[Start]

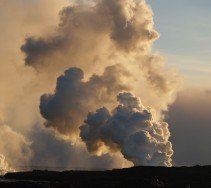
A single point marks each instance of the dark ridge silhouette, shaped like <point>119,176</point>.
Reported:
<point>136,177</point>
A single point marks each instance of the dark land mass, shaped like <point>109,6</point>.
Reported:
<point>136,177</point>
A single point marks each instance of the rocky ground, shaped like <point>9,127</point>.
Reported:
<point>137,177</point>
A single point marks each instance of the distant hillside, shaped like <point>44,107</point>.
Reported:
<point>136,177</point>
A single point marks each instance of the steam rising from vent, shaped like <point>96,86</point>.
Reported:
<point>74,98</point>
<point>4,167</point>
<point>97,50</point>
<point>111,41</point>
<point>130,129</point>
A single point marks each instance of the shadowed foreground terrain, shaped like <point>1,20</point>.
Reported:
<point>146,177</point>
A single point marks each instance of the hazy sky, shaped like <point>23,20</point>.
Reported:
<point>185,37</point>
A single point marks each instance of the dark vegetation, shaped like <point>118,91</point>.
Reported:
<point>136,177</point>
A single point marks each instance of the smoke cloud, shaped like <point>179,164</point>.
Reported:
<point>130,129</point>
<point>113,38</point>
<point>73,98</point>
<point>13,143</point>
<point>99,48</point>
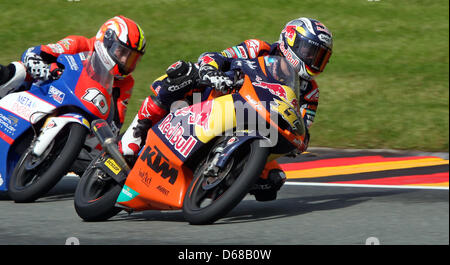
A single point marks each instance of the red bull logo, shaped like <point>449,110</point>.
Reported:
<point>275,89</point>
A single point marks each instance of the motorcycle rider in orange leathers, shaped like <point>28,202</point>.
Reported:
<point>305,43</point>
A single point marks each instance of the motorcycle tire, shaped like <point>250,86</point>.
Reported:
<point>34,176</point>
<point>96,194</point>
<point>248,164</point>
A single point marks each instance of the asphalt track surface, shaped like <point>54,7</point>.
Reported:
<point>303,214</point>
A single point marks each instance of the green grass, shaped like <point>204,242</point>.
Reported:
<point>386,86</point>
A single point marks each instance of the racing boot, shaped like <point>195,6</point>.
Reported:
<point>12,77</point>
<point>270,181</point>
<point>134,137</point>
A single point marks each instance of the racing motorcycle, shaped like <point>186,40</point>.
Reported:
<point>202,158</point>
<point>45,130</point>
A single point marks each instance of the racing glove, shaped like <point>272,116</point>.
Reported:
<point>182,76</point>
<point>215,78</point>
<point>36,67</point>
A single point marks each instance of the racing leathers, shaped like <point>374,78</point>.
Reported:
<point>182,80</point>
<point>39,63</point>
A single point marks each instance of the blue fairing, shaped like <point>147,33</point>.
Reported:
<point>54,94</point>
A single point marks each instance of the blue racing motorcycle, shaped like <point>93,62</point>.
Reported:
<point>44,130</point>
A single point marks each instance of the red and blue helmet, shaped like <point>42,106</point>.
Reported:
<point>307,45</point>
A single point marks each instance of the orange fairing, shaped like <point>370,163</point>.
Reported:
<point>248,93</point>
<point>158,177</point>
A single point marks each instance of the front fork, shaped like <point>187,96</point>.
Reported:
<point>52,127</point>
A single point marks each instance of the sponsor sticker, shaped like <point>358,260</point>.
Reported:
<point>111,164</point>
<point>56,94</point>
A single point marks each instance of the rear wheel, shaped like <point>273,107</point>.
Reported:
<point>208,199</point>
<point>34,176</point>
<point>96,194</point>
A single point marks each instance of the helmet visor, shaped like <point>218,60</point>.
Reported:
<point>312,53</point>
<point>125,57</point>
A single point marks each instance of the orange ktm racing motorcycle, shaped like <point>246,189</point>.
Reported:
<point>202,158</point>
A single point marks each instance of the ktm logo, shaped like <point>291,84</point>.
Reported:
<point>154,160</point>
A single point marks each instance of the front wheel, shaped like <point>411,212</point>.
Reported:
<point>96,193</point>
<point>208,199</point>
<point>34,176</point>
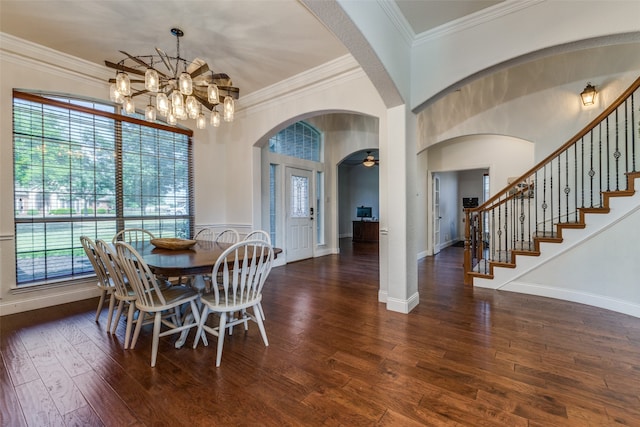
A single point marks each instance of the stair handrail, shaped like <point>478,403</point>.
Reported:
<point>513,189</point>
<point>634,86</point>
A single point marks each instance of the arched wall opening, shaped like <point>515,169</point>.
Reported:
<point>343,133</point>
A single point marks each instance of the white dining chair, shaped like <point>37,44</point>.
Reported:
<point>124,295</point>
<point>239,276</point>
<point>162,305</point>
<point>264,236</point>
<point>104,283</point>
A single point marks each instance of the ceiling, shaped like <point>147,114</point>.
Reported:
<point>256,42</point>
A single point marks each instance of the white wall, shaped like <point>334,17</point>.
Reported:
<point>543,92</point>
<point>593,273</point>
<point>503,156</point>
<point>513,30</point>
<point>449,215</point>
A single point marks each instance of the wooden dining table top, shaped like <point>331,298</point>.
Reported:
<point>199,259</point>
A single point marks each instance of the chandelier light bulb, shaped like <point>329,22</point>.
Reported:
<point>150,113</point>
<point>171,118</point>
<point>215,119</point>
<point>185,83</point>
<point>229,109</point>
<point>151,80</point>
<point>213,94</point>
<point>162,103</point>
<point>201,121</point>
<point>123,84</point>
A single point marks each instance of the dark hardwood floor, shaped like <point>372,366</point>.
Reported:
<point>337,357</point>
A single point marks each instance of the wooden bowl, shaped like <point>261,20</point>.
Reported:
<point>173,243</point>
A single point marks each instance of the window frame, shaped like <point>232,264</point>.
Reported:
<point>95,224</point>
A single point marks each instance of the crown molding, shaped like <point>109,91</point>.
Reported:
<point>328,74</point>
<point>20,49</point>
<point>398,20</point>
<point>475,19</point>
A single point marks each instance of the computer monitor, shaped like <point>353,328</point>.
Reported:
<point>364,212</point>
<point>469,202</point>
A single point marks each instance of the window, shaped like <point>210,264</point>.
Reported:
<point>81,169</point>
<point>299,197</point>
<point>272,202</point>
<point>299,140</point>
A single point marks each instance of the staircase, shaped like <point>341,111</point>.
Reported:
<point>586,184</point>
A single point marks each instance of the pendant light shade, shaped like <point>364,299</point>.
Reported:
<point>176,100</point>
<point>114,94</point>
<point>129,105</point>
<point>171,118</point>
<point>193,107</point>
<point>588,95</point>
<point>150,113</point>
<point>213,94</point>
<point>123,84</point>
<point>229,109</point>
<point>151,80</point>
<point>215,119</point>
<point>185,83</point>
<point>201,121</point>
<point>162,103</point>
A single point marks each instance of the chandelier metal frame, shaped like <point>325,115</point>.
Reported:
<point>181,88</point>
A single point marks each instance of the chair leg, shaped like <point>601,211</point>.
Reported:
<point>100,304</point>
<point>263,332</point>
<point>157,322</point>
<point>118,315</point>
<point>200,331</point>
<point>221,334</point>
<point>112,302</point>
<point>131,313</point>
<point>139,323</point>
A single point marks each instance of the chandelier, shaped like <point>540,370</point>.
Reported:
<point>177,89</point>
<point>370,161</point>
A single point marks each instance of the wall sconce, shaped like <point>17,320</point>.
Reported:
<point>588,95</point>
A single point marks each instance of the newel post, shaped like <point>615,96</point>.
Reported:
<point>468,280</point>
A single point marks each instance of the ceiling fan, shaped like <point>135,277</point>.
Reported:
<point>370,161</point>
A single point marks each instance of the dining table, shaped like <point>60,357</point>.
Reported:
<point>194,262</point>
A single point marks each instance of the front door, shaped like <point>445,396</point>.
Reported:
<point>299,217</point>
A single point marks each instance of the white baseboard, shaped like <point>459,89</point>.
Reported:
<point>43,300</point>
<point>403,306</point>
<point>595,300</point>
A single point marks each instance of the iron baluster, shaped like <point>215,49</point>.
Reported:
<point>591,171</point>
<point>608,160</point>
<point>616,154</point>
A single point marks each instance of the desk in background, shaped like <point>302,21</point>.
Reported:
<point>366,231</point>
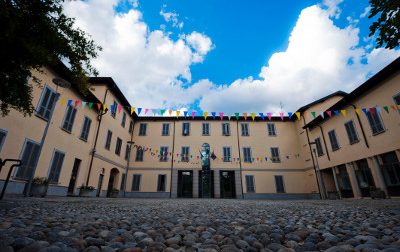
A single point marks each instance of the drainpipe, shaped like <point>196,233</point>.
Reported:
<point>312,157</point>
<point>99,117</point>
<point>172,161</point>
<point>240,159</point>
<point>362,128</point>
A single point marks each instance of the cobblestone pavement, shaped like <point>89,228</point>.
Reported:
<point>76,224</point>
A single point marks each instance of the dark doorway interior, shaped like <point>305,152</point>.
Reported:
<point>74,175</point>
<point>227,182</point>
<point>185,184</point>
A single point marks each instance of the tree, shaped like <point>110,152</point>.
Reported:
<point>33,34</point>
<point>388,23</point>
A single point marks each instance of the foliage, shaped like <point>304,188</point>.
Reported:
<point>34,34</point>
<point>388,23</point>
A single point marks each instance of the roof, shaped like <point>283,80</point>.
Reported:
<point>366,87</point>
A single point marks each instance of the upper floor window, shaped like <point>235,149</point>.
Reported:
<point>185,129</point>
<point>123,120</point>
<point>164,154</point>
<point>351,132</point>
<point>247,154</point>
<point>245,129</point>
<point>333,140</point>
<point>85,128</point>
<point>271,129</point>
<point>108,140</point>
<point>318,144</point>
<point>142,129</point>
<point>226,129</point>
<point>69,118</point>
<point>165,129</point>
<point>275,155</point>
<point>375,122</point>
<point>206,129</point>
<point>46,103</point>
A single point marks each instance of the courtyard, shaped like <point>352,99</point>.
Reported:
<point>99,224</point>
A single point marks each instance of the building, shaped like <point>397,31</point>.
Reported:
<point>278,158</point>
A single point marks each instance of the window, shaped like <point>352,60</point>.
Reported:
<point>3,135</point>
<point>275,155</point>
<point>136,182</point>
<point>164,154</point>
<point>46,103</point>
<point>226,151</point>
<point>185,129</point>
<point>69,118</point>
<point>250,184</point>
<point>279,184</point>
<point>333,140</point>
<point>351,132</point>
<point>142,129</point>
<point>56,165</point>
<point>85,128</point>
<point>165,129</point>
<point>114,109</point>
<point>206,129</point>
<point>318,145</point>
<point>226,129</point>
<point>245,129</point>
<point>118,146</point>
<point>139,154</point>
<point>161,183</point>
<point>130,127</point>
<point>108,140</point>
<point>375,122</point>
<point>185,154</point>
<point>29,158</point>
<point>247,154</point>
<point>123,120</point>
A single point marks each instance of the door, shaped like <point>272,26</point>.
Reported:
<point>185,184</point>
<point>101,177</point>
<point>227,184</point>
<point>74,175</point>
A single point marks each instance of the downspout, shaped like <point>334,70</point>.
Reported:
<point>172,161</point>
<point>99,117</point>
<point>312,157</point>
<point>362,128</point>
<point>240,159</point>
<point>323,138</point>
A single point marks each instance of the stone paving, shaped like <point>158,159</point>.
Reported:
<point>87,224</point>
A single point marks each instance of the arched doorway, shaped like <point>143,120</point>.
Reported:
<point>112,181</point>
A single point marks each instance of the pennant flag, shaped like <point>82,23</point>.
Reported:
<point>281,114</point>
<point>269,116</point>
<point>253,115</point>
<point>386,108</point>
<point>221,115</point>
<point>298,115</point>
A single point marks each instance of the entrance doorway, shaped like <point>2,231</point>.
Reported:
<point>113,178</point>
<point>185,184</point>
<point>74,175</point>
<point>227,183</point>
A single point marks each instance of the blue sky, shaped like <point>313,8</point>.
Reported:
<point>231,56</point>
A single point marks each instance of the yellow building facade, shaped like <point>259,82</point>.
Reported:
<point>111,149</point>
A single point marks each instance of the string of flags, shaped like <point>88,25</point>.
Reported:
<point>139,111</point>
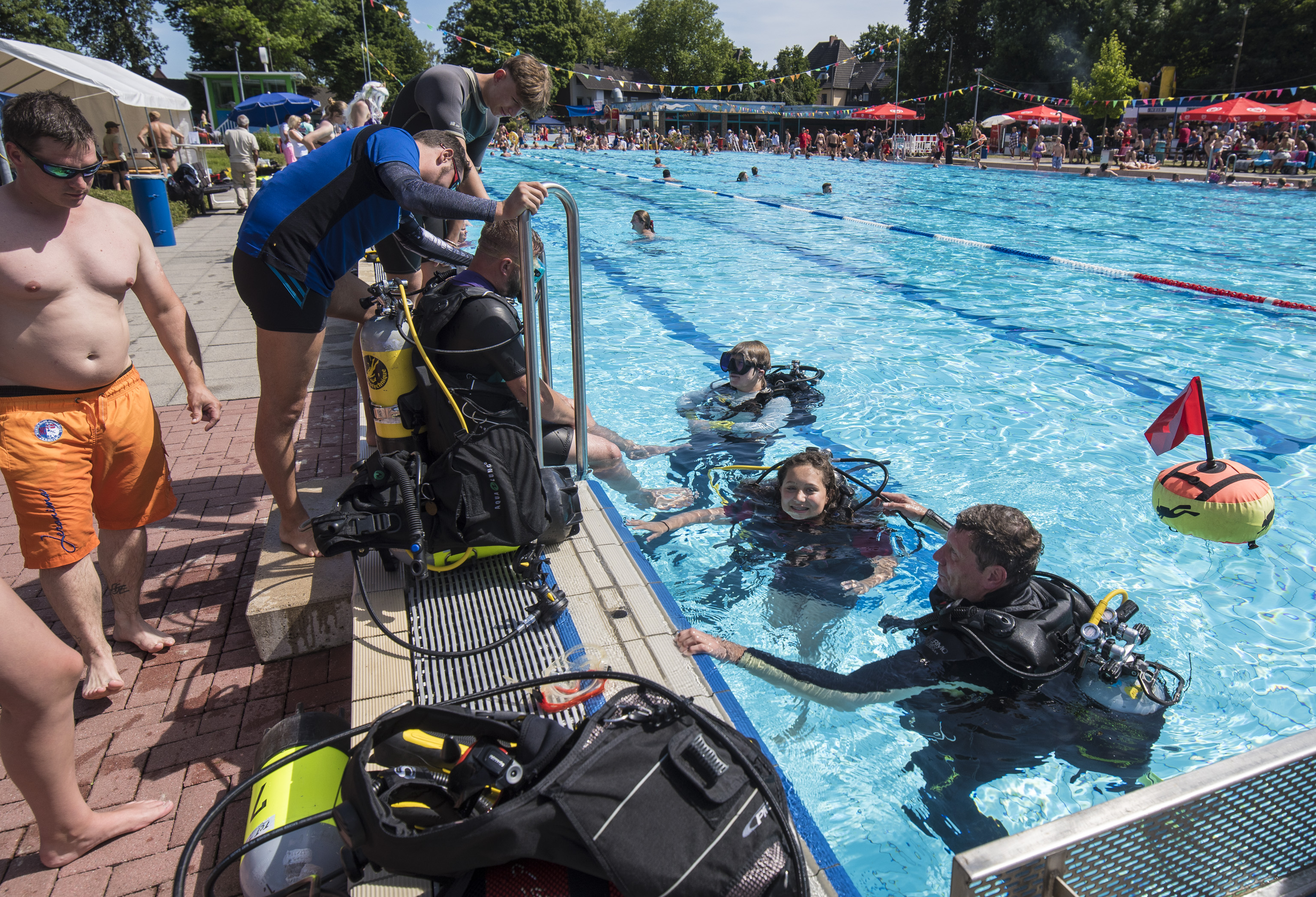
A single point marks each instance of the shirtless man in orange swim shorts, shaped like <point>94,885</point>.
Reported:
<point>78,433</point>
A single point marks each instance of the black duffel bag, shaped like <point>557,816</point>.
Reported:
<point>652,792</point>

[End]

Please turn everything from the line with "A single point marks each instance of the courtyard, shaped" down to the line with "<point>278,158</point>" into a two-column CSV with the columns input and output, one row per record holding its text and its answer. Put each field in quotes and replace any line breaks inside it with spaces.

input,output
"A single point marks each instance of the courtyard, shaped like <point>352,99</point>. Reported:","<point>99,224</point>"
"A single point marks each instance of the building, shaped like <point>397,31</point>. Reported:","<point>278,158</point>"